[Pointing records]
+++

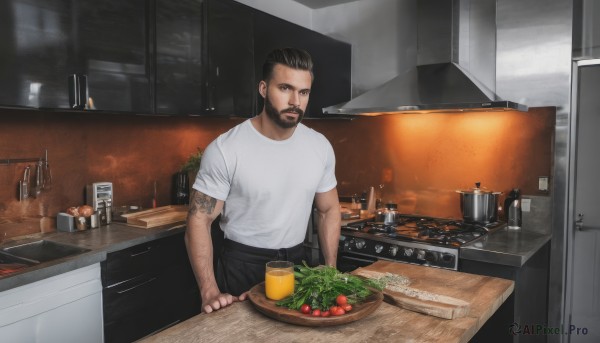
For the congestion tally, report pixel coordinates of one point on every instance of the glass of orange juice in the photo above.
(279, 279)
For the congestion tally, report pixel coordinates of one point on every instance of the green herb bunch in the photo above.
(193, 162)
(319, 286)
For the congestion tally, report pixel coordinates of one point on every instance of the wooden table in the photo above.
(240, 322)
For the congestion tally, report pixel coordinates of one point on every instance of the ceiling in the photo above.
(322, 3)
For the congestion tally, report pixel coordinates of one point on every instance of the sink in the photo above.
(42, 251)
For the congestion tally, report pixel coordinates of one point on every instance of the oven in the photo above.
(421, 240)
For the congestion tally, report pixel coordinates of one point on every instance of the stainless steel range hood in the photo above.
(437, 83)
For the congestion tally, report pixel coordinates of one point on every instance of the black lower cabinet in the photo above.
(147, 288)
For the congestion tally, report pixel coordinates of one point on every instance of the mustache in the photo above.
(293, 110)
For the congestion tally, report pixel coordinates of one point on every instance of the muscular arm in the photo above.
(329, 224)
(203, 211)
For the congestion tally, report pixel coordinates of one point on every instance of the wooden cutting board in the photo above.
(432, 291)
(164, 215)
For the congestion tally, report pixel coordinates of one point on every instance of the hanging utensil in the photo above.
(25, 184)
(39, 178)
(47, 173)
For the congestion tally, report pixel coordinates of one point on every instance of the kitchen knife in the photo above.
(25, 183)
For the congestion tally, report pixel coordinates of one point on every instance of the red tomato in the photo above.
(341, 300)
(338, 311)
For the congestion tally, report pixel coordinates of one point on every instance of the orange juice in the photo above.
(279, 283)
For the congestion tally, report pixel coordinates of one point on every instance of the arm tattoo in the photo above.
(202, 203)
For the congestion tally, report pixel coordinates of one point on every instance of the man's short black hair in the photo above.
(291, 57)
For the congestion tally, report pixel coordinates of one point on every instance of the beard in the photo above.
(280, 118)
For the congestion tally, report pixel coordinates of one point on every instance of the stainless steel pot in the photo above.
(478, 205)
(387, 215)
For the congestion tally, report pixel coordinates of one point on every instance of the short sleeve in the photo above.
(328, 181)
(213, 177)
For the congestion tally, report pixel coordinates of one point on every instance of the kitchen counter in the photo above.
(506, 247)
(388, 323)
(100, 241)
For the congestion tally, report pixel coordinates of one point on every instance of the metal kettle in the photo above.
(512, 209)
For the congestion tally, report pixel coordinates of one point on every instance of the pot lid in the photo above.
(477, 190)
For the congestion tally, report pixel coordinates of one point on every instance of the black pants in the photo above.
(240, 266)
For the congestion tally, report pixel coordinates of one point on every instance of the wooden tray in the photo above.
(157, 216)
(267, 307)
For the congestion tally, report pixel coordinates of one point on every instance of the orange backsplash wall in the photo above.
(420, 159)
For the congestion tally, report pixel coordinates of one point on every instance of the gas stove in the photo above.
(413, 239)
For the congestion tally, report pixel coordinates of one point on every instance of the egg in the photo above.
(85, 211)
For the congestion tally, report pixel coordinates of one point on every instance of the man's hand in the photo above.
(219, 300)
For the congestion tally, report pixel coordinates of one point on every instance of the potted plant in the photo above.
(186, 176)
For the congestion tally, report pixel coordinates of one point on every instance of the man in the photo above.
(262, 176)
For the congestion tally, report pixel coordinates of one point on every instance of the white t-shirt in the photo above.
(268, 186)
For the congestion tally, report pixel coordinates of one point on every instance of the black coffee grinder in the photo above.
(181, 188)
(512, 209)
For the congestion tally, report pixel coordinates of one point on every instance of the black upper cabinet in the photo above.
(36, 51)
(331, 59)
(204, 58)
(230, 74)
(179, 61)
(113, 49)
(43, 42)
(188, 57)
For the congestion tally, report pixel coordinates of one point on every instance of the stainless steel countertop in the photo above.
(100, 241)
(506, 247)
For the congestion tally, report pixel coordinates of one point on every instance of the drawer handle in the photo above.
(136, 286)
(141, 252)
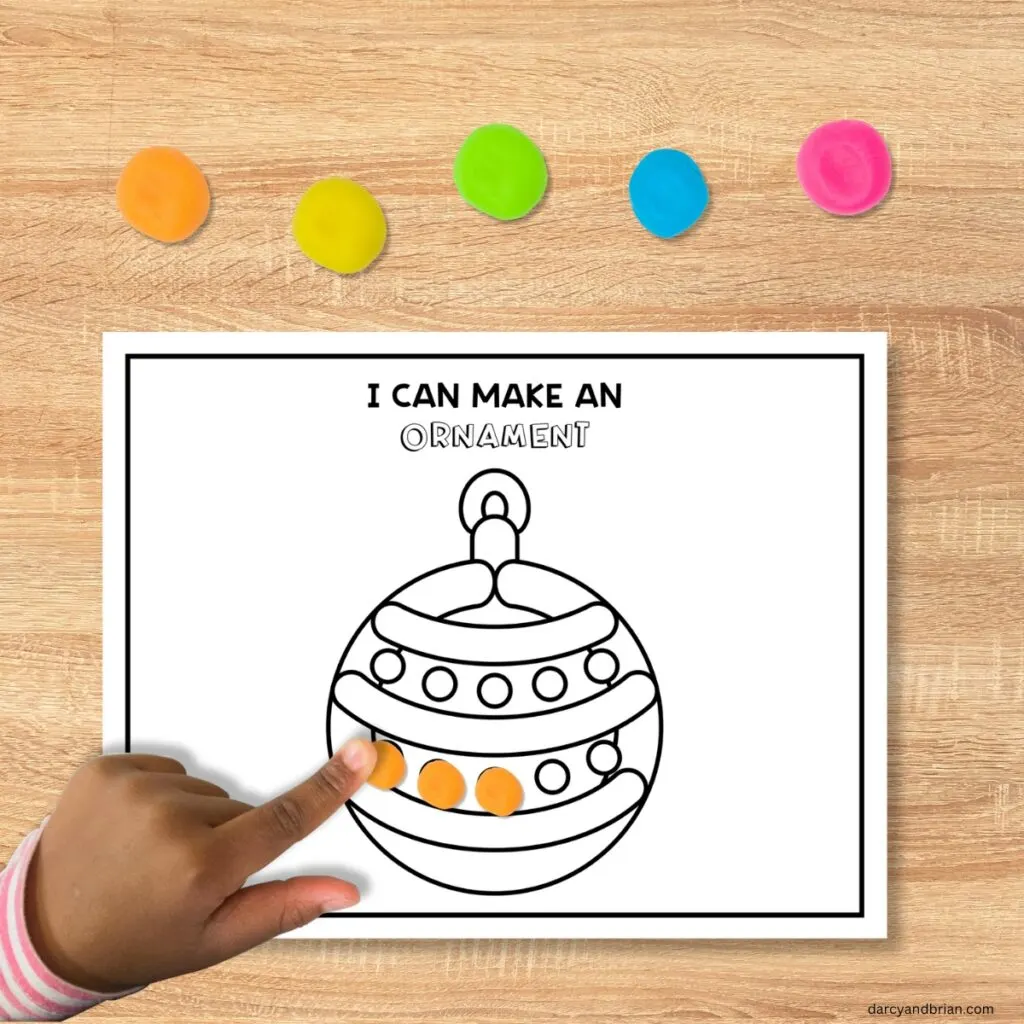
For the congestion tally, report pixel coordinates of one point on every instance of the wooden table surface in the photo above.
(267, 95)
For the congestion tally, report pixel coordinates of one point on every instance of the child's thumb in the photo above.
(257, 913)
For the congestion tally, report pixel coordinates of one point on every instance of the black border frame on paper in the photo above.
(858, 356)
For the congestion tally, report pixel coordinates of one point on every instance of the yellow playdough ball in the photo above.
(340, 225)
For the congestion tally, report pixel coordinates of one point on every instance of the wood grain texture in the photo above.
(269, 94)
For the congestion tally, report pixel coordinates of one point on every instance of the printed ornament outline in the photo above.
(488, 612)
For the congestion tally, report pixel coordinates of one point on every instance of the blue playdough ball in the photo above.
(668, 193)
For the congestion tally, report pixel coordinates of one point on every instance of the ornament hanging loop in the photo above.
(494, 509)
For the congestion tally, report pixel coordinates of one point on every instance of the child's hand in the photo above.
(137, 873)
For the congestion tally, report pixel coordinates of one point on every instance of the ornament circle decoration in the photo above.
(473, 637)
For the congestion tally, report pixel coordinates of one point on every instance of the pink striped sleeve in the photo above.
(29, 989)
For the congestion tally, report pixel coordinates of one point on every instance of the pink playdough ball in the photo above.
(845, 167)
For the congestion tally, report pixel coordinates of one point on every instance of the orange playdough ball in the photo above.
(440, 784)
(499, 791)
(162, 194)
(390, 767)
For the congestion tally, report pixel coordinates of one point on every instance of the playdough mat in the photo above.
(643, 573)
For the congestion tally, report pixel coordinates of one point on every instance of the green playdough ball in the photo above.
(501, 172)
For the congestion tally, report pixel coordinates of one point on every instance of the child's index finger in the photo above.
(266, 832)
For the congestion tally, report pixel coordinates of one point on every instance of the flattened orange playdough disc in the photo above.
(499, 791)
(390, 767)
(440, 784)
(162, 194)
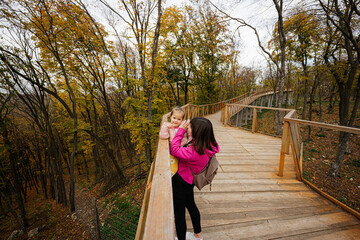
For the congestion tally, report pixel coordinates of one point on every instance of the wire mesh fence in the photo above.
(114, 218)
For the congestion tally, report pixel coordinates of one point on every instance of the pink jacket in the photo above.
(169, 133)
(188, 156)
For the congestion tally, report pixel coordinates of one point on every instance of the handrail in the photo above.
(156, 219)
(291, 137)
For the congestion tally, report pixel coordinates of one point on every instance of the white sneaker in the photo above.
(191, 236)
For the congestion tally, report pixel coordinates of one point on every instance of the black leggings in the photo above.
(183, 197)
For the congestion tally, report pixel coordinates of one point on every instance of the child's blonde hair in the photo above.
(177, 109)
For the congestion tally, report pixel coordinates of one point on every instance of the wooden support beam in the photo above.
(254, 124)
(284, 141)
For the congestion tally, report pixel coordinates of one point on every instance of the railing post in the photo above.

+++

■ **TO DO**
Generate a word-for-word copy of the preceding records, excluding all pictures.

■ **RIGHT ANSWER**
For the congestion tally, report pixel coordinates of one point on every instance of the glass of orange juice in the photo above.
(279, 279)
For the congestion tally, report pixel coordinates of one point on every instance of the green herb bunch in the photo above.
(193, 162)
(319, 286)
For the congestion tally, report pixel coordinates of one point on every instance of the wooden table in the photo above.
(240, 322)
For the congestion tally, report pixel coordinates of one point on every instance of the ceiling in the photo above.
(322, 3)
For the congestion tally, report pixel coordinates of one point on every instance of the sink in the photo above.
(42, 251)
For the congestion tally, report pixel coordinates of one point on every instance of the oven in the photo above.
(421, 240)
For the congestion tally, report pixel coordinates of one point on every instance of the stainless steel range hood in the photo above.
(437, 83)
For the congestion tally, report pixel coordinates of one point on every instance of the black lower cabinet in the photo above.
(147, 288)
For the congestion tally, report pixel coordinates of one point on every instance of the mustache in the photo above.
(293, 110)
For the congestion tally, report pixel coordinates of one point on every instance of the muscular arm in the photo above.
(329, 224)
(203, 211)
For the congestion tally, report pixel coordinates of one point on every instance of the wooden cutting board in the photo above.
(432, 291)
(164, 215)
For the congestion tally, report pixel coordinates of one point on every instance of the hanging utensil in the photo above.
(25, 184)
(39, 178)
(47, 173)
For the congestion tally, report pixel coordinates of one point on every instance of the kitchen knife in the photo above.
(25, 183)
For the congestion tally, report pixel coordinates of one point on every instance of the red tomato in the photo above.
(341, 300)
(338, 311)
For the congestion tally, report pixel coordinates of one point on every instance of the orange juice in the photo above.
(279, 283)
For the congestion tally, report pixel coordinates of one point on every instance of the arm tattoo in the photo above.
(202, 203)
For the congestion tally, report pixel coordinates of one point on every instance of the man's short black hair in the photo above.
(291, 57)
For the congestion tally, report pixel coordinates of one point on every instance of the beard in the photo above.
(280, 118)
For the congestion tally, report pixel coordinates of one point on every instance of the stainless steel pot in the photo above.
(478, 205)
(387, 215)
For the congestion tally, report pixel coordinates of one point on every instance of the short sleeve in the photo above.
(328, 181)
(213, 177)
For the congestion tally, report pixel coordinates of one point on every instance of the kitchen counter in the photo above.
(506, 247)
(388, 323)
(100, 241)
For the congestion tally, report pixel coordinates of one point on every instance of the metal kettle in the photo above.
(512, 209)
For the congestion tally, report pixel coordinates of one point on every instance of the pot lid in the photo above.
(477, 190)
For the congestion tally, report pixel coordinates of one point on every instance of the black pants in the photo above.
(240, 266)
For the congestion tally, report pixel coordinates of one point on every instance of the wooden tray in the photo above.
(157, 216)
(267, 307)
For the congestion tally, report pixel coordinates of one point on every instance of the orange backsplash wall in the photo above.
(420, 159)
For the congestion tally, report pixel coordinates of one point on every instance of the gas stove in the photo above.
(413, 239)
For the congestion tally, report pixel coordinates of one point on every instance of the egg in the photo above.
(85, 211)
For the congestion tally, report pixel coordinates of one point on every instance of the man's hand in the photo above.
(219, 300)
For the congestion tally, report pixel coordinates of one point on every instance of the potted plant in the photo above.
(186, 176)
For the congestion tally, report pixel coordinates of one point on every instance of the man in the photo above.
(262, 176)
For the congestion tally, report pixel coordinates of one point on every instance of the white t-shirt in the photo above.
(268, 186)
For the congestion tally, report pixel coordinates of one point on every instance of the black coffee grinder in the photo above.
(181, 188)
(512, 209)
For the congestion tally, report pixel coordinates of one point on every instance of the black upper cabinet in the photo above.
(36, 51)
(331, 59)
(204, 58)
(230, 74)
(179, 61)
(113, 49)
(43, 42)
(188, 57)
For the congestion tally, report pixel coordinates of one point on every instance of the stainless steel countertop in the photo above.
(100, 241)
(506, 247)
For the congestion tally, report pixel coordinates of one point on every instance of the drawer handle in the photo above.
(136, 286)
(141, 252)
For the congestion tally, report pixel coordinates of one point on every instance of the wooden table surface in the photo above.
(267, 95)
For the congestion tally, report pixel coordinates of one point on every instance of the child's thumb in the photo above.
(257, 913)
For the congestion tally, report pixel coordinates of one point on every instance of the black border frame on paper in the photo above.
(858, 356)
For the congestion tally, report pixel coordinates of one point on every instance of the yellow playdough ball in the photo above.
(340, 225)
For the congestion tally, report pixel coordinates of one point on every instance of the wood grain texture in the photo above.
(269, 94)
For the congestion tally, report pixel coordinates of one point on every instance of the printed ornament outline in the photo above.
(488, 612)
For the congestion tally, report pixel coordinates of one point on every instance of the blue playdough ball in the photo above.
(668, 193)
For the congestion tally, report pixel coordinates of one point on every instance of the ornament hanging loop in the photo above.
(494, 509)
For the congestion tally, report pixel coordinates of one point on every instance of the child's hand in the photo above.
(137, 873)
For the congestion tally, report pixel coordinates of one point on every instance of the ornament circle decoration in the photo above.
(473, 637)
For the congestion tally, report pixel coordinates of one point on every instance of the pink striped sleeve in the photo above.
(29, 989)
For the congestion tally, report pixel coordinates of one point on every instance of the pink playdough ball in the photo above.
(845, 167)
For the congestion tally, report pixel coordinates of one point on every instance of the orange playdough ball in the photo above.
(440, 784)
(499, 791)
(162, 194)
(390, 767)
For the congestion tally, report pixel coordinates of one point on every instance of the playdough mat in the photo above.
(643, 573)
For the congestion tally, report pixel coordinates of one point on every instance of the green playdough ball in the photo above.
(501, 172)
For the congestion tally, report pixel coordinates of one point on every instance of the child's index finger in the photo above.
(266, 832)
For the congestion tally, report pixel coordinates of one point on every instance of the flattened orange playdough disc in the photo above.
(499, 791)
(390, 767)
(440, 784)
(162, 194)
For the congestion tally, report pixel coordinates of one point on every instance of the wire mesh fence in the photo above.
(114, 218)
For the congestion tally, report pixel coordinates of one point on every instance of the pink jacket in the photo above.
(169, 133)
(188, 156)
For the congestion tally, report pixel coordinates of one point on every instance of the handrail in the photo above.
(156, 219)
(291, 137)
For the congestion tally, report pixel coordinates of one point on every instance of the white sneaker in the photo above.
(191, 236)
For the congestion tally, report pixel coordinates of one point on every instance of the black leggings in the photo above.
(183, 197)
For the congestion tally, report pixel coordinates of one point on every instance of the child's blonde hair in the photo above.
(177, 109)
For the congestion tally, report pixel coordinates of one point on every instance of the wooden support beam in the photo above.
(254, 124)
(284, 141)
For the congestion tally, report pixel coordinates of one point on every instance of the railing post in the photo above.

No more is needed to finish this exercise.